INSTRUCTIONS TO FOLLOW.
Exactly reproduce each entry, leaving out nothing.
[Start of RECORDS TO USE]
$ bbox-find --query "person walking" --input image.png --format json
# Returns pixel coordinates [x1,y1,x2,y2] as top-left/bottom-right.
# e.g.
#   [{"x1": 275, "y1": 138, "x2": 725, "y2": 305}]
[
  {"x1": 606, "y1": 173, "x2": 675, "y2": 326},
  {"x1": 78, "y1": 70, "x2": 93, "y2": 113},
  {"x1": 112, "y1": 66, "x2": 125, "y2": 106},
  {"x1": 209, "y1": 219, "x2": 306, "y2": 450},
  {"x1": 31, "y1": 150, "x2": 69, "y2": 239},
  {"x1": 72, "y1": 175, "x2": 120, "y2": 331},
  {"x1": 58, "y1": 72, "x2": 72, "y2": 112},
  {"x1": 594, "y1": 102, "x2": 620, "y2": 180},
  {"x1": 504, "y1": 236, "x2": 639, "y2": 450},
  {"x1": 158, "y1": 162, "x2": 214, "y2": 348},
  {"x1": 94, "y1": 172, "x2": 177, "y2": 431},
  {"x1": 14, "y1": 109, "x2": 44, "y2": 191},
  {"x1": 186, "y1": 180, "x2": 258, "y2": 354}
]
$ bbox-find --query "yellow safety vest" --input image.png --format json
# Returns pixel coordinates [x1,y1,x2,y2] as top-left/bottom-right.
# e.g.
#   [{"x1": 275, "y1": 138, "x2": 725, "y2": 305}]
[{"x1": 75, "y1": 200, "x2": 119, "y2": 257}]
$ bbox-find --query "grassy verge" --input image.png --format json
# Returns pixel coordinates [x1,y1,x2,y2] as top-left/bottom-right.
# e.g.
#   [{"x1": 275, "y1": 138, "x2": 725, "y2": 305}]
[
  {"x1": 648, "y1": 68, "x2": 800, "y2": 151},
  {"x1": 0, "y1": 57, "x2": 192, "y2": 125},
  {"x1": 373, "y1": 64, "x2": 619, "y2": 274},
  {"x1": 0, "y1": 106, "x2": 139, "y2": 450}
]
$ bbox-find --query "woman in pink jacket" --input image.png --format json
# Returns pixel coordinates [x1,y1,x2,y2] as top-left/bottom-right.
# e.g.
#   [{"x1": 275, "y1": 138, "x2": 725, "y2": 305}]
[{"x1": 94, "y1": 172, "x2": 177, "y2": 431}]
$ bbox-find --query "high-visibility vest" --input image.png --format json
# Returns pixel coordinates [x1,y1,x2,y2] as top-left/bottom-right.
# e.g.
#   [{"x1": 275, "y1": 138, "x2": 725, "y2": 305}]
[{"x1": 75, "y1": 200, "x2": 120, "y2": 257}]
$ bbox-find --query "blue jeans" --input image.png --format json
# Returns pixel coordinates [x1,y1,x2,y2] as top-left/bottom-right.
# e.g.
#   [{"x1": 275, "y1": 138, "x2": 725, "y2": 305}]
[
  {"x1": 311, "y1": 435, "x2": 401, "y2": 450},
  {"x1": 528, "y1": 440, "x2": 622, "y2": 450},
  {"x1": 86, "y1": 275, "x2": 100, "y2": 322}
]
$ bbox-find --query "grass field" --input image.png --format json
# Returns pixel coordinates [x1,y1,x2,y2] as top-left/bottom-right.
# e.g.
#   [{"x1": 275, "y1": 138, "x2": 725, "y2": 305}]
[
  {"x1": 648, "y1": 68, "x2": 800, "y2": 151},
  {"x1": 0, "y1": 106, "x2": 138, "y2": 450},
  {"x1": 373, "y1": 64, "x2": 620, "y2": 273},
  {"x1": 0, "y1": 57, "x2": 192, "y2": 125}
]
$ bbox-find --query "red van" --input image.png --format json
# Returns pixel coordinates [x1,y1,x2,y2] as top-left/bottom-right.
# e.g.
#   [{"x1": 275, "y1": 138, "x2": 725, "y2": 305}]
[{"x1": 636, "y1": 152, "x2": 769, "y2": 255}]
[End of RECORDS TO USE]
FULL ANSWER.
$ bbox-find --query "person walking" --input image.png --format json
# Returns pixel coordinates [x1,y1,x2,y2] as top-left/bottom-right.
# e.g.
#   [{"x1": 275, "y1": 138, "x2": 725, "y2": 305}]
[
  {"x1": 606, "y1": 173, "x2": 675, "y2": 326},
  {"x1": 78, "y1": 70, "x2": 93, "y2": 113},
  {"x1": 112, "y1": 66, "x2": 125, "y2": 106},
  {"x1": 209, "y1": 219, "x2": 306, "y2": 450},
  {"x1": 31, "y1": 150, "x2": 69, "y2": 239},
  {"x1": 72, "y1": 175, "x2": 120, "y2": 331},
  {"x1": 58, "y1": 72, "x2": 72, "y2": 112},
  {"x1": 594, "y1": 102, "x2": 620, "y2": 180},
  {"x1": 504, "y1": 236, "x2": 639, "y2": 450},
  {"x1": 158, "y1": 162, "x2": 214, "y2": 348},
  {"x1": 94, "y1": 172, "x2": 177, "y2": 431},
  {"x1": 14, "y1": 109, "x2": 44, "y2": 191},
  {"x1": 186, "y1": 180, "x2": 258, "y2": 354}
]
$ bbox-find --query "yellow safety vest" --input image.png --format json
# Returns pixel coordinates [x1,y1,x2,y2] as top-left/bottom-right.
# e.g.
#   [{"x1": 275, "y1": 138, "x2": 725, "y2": 305}]
[{"x1": 75, "y1": 200, "x2": 119, "y2": 257}]
$ bbox-find --query "grassy verge" --input image.png --format json
# Returns pixel coordinates [x1,y1,x2,y2] as top-left/bottom-right.
# e.g.
#   [{"x1": 275, "y1": 138, "x2": 725, "y2": 305}]
[
  {"x1": 648, "y1": 68, "x2": 800, "y2": 151},
  {"x1": 0, "y1": 57, "x2": 192, "y2": 125},
  {"x1": 373, "y1": 64, "x2": 619, "y2": 274},
  {"x1": 0, "y1": 106, "x2": 139, "y2": 450}
]
$ bbox-find --query "woman in pink jacket" --input image.png --format json
# Returns pixel coordinates [x1,y1,x2,y2] as top-left/bottom-right.
# e.g.
#   [{"x1": 275, "y1": 138, "x2": 725, "y2": 305}]
[{"x1": 94, "y1": 172, "x2": 177, "y2": 431}]
$ bbox-find --query "high-visibility vest" --input image.png --format json
# Returns pixel coordinates [x1,y1,x2,y2] as top-left/bottom-right.
# e.g.
#   [{"x1": 275, "y1": 138, "x2": 725, "y2": 305}]
[{"x1": 75, "y1": 200, "x2": 120, "y2": 257}]
$ bbox-find --query "blue jeans" --input image.png --format json
# Returns pixel coordinates [x1,y1,x2,y2] as top-left/bottom-right.
# e.g.
#   [{"x1": 275, "y1": 138, "x2": 725, "y2": 305}]
[
  {"x1": 311, "y1": 435, "x2": 401, "y2": 450},
  {"x1": 528, "y1": 440, "x2": 622, "y2": 450},
  {"x1": 86, "y1": 275, "x2": 100, "y2": 322}
]
$ bbox-find --query "grass field" --input image.png --format json
# Returns pixel coordinates [x1,y1,x2,y2] as top-left/bottom-right.
# e.g.
#   [{"x1": 275, "y1": 138, "x2": 725, "y2": 305}]
[
  {"x1": 648, "y1": 68, "x2": 800, "y2": 151},
  {"x1": 0, "y1": 106, "x2": 138, "y2": 450},
  {"x1": 373, "y1": 64, "x2": 620, "y2": 273},
  {"x1": 0, "y1": 57, "x2": 192, "y2": 125}
]
$ bbox-find --query "red van" --input image.png --format json
# Returns pixel coordinates [x1,y1,x2,y2] as top-left/bottom-right.
# e.g.
#   [{"x1": 275, "y1": 138, "x2": 725, "y2": 305}]
[{"x1": 636, "y1": 152, "x2": 769, "y2": 255}]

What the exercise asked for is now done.